# Start of RECORDS
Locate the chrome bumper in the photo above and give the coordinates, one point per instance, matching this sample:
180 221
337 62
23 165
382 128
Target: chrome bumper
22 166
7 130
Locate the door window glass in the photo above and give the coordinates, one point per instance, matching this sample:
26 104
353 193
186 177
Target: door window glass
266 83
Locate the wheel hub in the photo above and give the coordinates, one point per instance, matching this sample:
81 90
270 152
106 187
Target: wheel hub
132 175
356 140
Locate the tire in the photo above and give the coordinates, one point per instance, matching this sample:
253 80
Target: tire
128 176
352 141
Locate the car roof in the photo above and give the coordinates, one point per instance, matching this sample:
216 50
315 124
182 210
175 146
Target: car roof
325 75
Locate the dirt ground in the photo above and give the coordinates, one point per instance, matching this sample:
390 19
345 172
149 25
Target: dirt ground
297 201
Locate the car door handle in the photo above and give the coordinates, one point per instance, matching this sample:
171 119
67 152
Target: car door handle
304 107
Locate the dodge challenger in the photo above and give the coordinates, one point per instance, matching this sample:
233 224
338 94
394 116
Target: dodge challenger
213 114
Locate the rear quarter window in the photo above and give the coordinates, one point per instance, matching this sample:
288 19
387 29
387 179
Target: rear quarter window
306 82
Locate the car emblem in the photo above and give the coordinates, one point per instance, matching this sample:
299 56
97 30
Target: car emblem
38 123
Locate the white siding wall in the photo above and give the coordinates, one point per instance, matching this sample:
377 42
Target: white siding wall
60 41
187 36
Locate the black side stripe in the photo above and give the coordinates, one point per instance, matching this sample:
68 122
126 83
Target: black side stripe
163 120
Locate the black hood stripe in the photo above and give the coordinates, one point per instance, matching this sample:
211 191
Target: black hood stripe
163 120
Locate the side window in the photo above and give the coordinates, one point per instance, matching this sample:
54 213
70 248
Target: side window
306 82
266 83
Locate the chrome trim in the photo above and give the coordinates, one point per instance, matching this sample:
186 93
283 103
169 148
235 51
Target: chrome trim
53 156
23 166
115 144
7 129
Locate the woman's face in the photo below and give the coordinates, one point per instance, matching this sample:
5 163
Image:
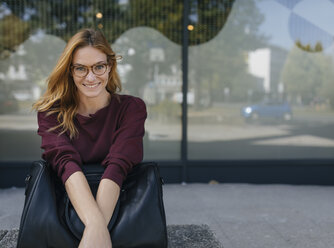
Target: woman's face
91 85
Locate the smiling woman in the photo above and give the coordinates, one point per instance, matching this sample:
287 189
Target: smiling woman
82 120
91 84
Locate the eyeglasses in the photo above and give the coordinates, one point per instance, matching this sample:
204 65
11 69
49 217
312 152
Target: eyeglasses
82 70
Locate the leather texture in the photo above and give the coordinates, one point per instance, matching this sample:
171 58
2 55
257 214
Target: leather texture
49 220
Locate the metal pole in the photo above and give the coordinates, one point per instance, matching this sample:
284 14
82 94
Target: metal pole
185 43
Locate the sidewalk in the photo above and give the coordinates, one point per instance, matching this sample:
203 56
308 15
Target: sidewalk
240 215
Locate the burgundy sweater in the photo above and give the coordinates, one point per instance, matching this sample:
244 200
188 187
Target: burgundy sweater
113 137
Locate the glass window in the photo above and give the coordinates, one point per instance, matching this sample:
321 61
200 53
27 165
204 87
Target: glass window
263 87
260 78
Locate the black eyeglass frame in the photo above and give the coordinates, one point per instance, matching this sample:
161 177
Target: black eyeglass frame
89 68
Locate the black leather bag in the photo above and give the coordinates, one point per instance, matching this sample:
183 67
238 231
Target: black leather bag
49 220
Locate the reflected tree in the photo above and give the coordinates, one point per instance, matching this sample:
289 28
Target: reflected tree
308 76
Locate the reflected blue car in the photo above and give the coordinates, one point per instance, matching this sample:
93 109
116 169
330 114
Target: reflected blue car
276 110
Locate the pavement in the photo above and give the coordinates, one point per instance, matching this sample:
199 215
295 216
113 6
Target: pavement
238 215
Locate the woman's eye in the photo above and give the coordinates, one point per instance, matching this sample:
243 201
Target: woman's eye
99 67
80 68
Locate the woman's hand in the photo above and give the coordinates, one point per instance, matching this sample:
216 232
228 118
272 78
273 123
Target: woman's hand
96 235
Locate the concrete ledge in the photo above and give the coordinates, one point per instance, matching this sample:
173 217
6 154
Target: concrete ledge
185 236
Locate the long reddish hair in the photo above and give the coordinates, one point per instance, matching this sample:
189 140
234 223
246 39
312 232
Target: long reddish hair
61 96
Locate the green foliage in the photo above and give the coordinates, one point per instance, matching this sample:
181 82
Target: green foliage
307 76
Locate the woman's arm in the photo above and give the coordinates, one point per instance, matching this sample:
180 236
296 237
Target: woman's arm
106 198
96 233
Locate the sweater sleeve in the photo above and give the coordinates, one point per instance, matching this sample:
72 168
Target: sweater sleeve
58 149
127 142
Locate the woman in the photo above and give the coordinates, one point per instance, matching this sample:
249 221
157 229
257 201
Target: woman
83 120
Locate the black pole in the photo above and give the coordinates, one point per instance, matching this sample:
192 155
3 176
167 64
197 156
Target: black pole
185 42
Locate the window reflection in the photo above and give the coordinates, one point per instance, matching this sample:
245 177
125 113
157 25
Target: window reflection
270 59
151 70
268 79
# End of RECORDS
* THE REQUEST
Write the entries above out in full, exactly, with no images.

* RESULT BELOW
Locate the chrome bumper in the photo above and give the coordinates, one point per instance, matching this sample:
180 221
337 62
23 165
382 128
Target: chrome bumper
22 166
7 130
Locate the door window glass in the photo above and give the coordinates, one point per instance, matching this sample:
26 104
353 193
186 177
Target: door window glass
266 83
Locate the wheel hub in the photo above and give the coordinates, one point per instance, matching this sample:
81 90
270 152
106 187
Target: wheel hub
132 175
356 140
Locate the tire in the photo above and give the coordinates, one point per instance, matching this sample:
253 80
Target: tire
128 176
352 141
Locate the car roof in the photo above and give the coordinates, one point per instance, matching this sample:
216 50
315 124
182 210
175 146
Target: car roof
325 75
Locate the dirt ground in the photo above and give the coordinates, one point per instance, matching this sample:
390 19
345 172
149 25
Target: dirt ground
297 201
Locate the car door handle in the photo above and give the coordinates, one point per instance, matching this sample:
171 119
67 152
Target: car door handle
304 107
Locate the dodge challenger in the photo above and give the coordinates, one point per instance, matching this sample:
233 224
338 94
394 116
Target: dodge challenger
213 114
Locate the rear quarter window in the photo above and give the coordinates, one point per instance, matching this sample:
288 19
387 29
387 179
Target: rear quarter window
306 82
Locate the car emblem in the photo above and give the coordinates, one point per instance, matching this sample:
299 56
97 30
Target: car emblem
38 123
Locate the white siding wall in the photo above and give the coordinates, one point per instance, matching this sample:
377 42
Target: white siding wall
60 41
187 36
Locate the black side stripe in the photo above and give the coordinates, one point per instance, matching this sample:
68 122
126 83
Target: black side stripe
163 120
Locate the black hood stripe in the photo above and give the coordinates, one point per instance, matching this sample:
211 191
Target: black hood stripe
163 120
Locate the side window in the photo above and give the coordinates, one point per instance, matching this sample:
54 213
70 248
Target: side window
306 82
266 83
Locate the chrome trim in the photo above and give the coordinates, one point per instance, matching this sample:
186 93
283 103
169 148
235 51
Target: chrome trim
53 156
23 166
115 144
7 129
Locate the woman's face in the photo below and give the coordinates, one point per instance, matching this sample:
5 163
Image:
Target: woman's face
91 85
Locate the smiling woman in the photo above and give the coordinates, one point per instance, matching this sample:
287 189
Target: smiling woman
82 120
91 84
Locate the eyeglasses in the photo above and give the coordinates, one point per instance, matching this sample:
204 65
11 69
49 217
312 152
Target: eyeglasses
82 70
Locate the leather texture in the photo above and give the coordinates, one point per instance, matching this sample:
171 58
2 55
257 214
Target: leather texture
49 220
Locate the metal pole in the photo above and give the coordinates, one point per instance, matching this sample:
284 14
82 94
Target: metal pole
185 43
Locate the sidewalk in the photo above and give the coordinates, one point per instance, matching this sample:
203 56
308 15
Target: sidewalk
240 215
Locate the burgundy sweater in the photo above and give the coordinates, one point per instance, matching this sample:
244 200
188 187
Target: burgundy sweater
113 137
Locate the glass window in the photo above and give the coordinates, one point per instance, matching this sample:
321 61
200 53
27 165
204 87
Target: glass window
263 87
260 78
Locate the black eyeglass frame in the photo above and give the coordinates, one point per instance, matching this sample:
161 177
Target: black eyeglass frame
89 68
Locate the black leather bag in the photo above and give the coordinates, one point per instance, matching this sample:
183 67
238 231
Target: black leather bag
49 220
Locate the reflected tree in the photo above and give the coordinates, one point per instance, matching this sample:
289 28
Target: reflected tree
308 76
Locate the reflected blue car in the photo above and give the coordinates, one point per instance, matching this sample:
93 109
116 169
330 114
Target: reflected blue car
276 110
Locate the pavement in the photo above and give the coordinates, one point per instance, matching this sample:
199 215
295 216
113 6
Target: pavement
238 215
Locate the woman's eye in the photo above and give the coordinates, one point per instance, matching this sample:
243 201
Target: woman's eye
99 67
80 68
Locate the woman's hand in the photo above and give the coordinates, one point per instance, matching this sample:
216 232
228 118
272 78
273 123
Target: woman's hand
96 235
Locate the concrete ledge in the photo above and give the coordinates, one point per instance, matching this sample:
173 217
6 154
Target: concrete ledge
185 236
Locate the long reddish hair in the photo above and give the coordinates, one point per instance, matching this sample:
189 140
234 223
246 39
312 232
Target: long reddish hair
61 96
Locate the green foliage in the photo above and give the coordinates, one point per instance, matching this sample:
181 82
Target: green foliage
307 76
Locate the woman's arm in the photo above and give the coordinates, one point per instance, matching this sample:
180 236
296 237
Target: woman's arm
106 198
96 233
Locate the sweater sleeve in the photo above and give the coordinates, one point per instance, matching this sample:
72 168
Target: sweater sleeve
58 149
127 142
Locate the woman in the photo above and give the coordinates, one point per instance, matching this sample:
249 221
157 229
257 201
Target: woman
83 120
Locate the black pole in the photo above and give the coordinates, one point per instance, matching this sample:
192 155
3 176
167 64
197 156
Target: black pole
185 42
Locate the window reflection in the photo above and give the coordinates, one point per instance, matching this sample:
245 177
125 113
157 25
Target: window reflection
270 59
151 70
268 79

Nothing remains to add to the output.